[Records for the exercise]
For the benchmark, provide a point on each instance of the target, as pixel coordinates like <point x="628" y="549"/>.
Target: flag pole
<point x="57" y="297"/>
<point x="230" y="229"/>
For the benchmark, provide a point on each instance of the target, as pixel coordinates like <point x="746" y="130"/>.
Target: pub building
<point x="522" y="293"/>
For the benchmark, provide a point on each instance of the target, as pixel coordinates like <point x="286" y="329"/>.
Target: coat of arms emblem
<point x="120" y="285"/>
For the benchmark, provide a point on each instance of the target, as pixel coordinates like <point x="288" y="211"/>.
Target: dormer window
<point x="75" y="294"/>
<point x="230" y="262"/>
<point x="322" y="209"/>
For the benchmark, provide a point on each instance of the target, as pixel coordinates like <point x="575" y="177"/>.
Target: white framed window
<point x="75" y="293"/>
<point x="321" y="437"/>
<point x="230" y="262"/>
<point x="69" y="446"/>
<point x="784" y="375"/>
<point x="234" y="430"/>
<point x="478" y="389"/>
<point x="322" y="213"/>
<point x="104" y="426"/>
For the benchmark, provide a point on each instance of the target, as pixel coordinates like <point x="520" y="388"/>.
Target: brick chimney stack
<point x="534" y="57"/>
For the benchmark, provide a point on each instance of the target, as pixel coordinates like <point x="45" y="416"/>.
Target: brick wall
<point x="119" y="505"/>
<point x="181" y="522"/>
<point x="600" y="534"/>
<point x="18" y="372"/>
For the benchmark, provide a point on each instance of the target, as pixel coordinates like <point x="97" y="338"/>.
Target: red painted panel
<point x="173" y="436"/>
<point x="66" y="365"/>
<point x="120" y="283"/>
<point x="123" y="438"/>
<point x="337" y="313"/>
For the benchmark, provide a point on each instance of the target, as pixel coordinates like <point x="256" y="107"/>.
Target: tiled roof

[Problem description] Make an exact copy of the records.

[Solved exercise]
For the benchmark, provide a point on each instance of the target, as pixel coordinates like <point x="628" y="549"/>.
Target: flag pole
<point x="57" y="297"/>
<point x="230" y="229"/>
For the benchmark, provide a point on each instance of the target, as pixel coordinates like <point x="746" y="130"/>.
Target: pub building
<point x="522" y="293"/>
For the benchmark, provide a point on each instance of the target, as pixel coordinates like <point x="286" y="329"/>.
Target: coat of arms emblem
<point x="120" y="285"/>
For the benchmark, provide a point on each instance of the target, as pixel coordinates like <point x="288" y="211"/>.
Target: dormer window
<point x="75" y="294"/>
<point x="230" y="262"/>
<point x="322" y="209"/>
For the benchmark, provide a point on each instance of the target, as pixel coordinates like <point x="575" y="177"/>.
Target: white framed window
<point x="75" y="293"/>
<point x="321" y="437"/>
<point x="230" y="262"/>
<point x="69" y="446"/>
<point x="784" y="375"/>
<point x="234" y="430"/>
<point x="478" y="389"/>
<point x="322" y="213"/>
<point x="104" y="426"/>
For the benchmark, provide a point on each instance of the target, as pixel coordinates like <point x="520" y="388"/>.
Target: brick chimney stack
<point x="534" y="57"/>
For the benchmark, provide a point on each instance of the target, as pixel coordinates like <point x="45" y="416"/>.
Target: brick wall
<point x="119" y="505"/>
<point x="181" y="522"/>
<point x="600" y="534"/>
<point x="18" y="372"/>
For the benchmark, provide a point on each instance of the target, as pixel coordinates like <point x="97" y="338"/>.
Target: red painted panel
<point x="173" y="436"/>
<point x="66" y="365"/>
<point x="120" y="283"/>
<point x="123" y="438"/>
<point x="337" y="313"/>
For the benchmark, provide a point on each instance of the target, as pixel coordinates like <point x="256" y="107"/>.
Target: tiled roof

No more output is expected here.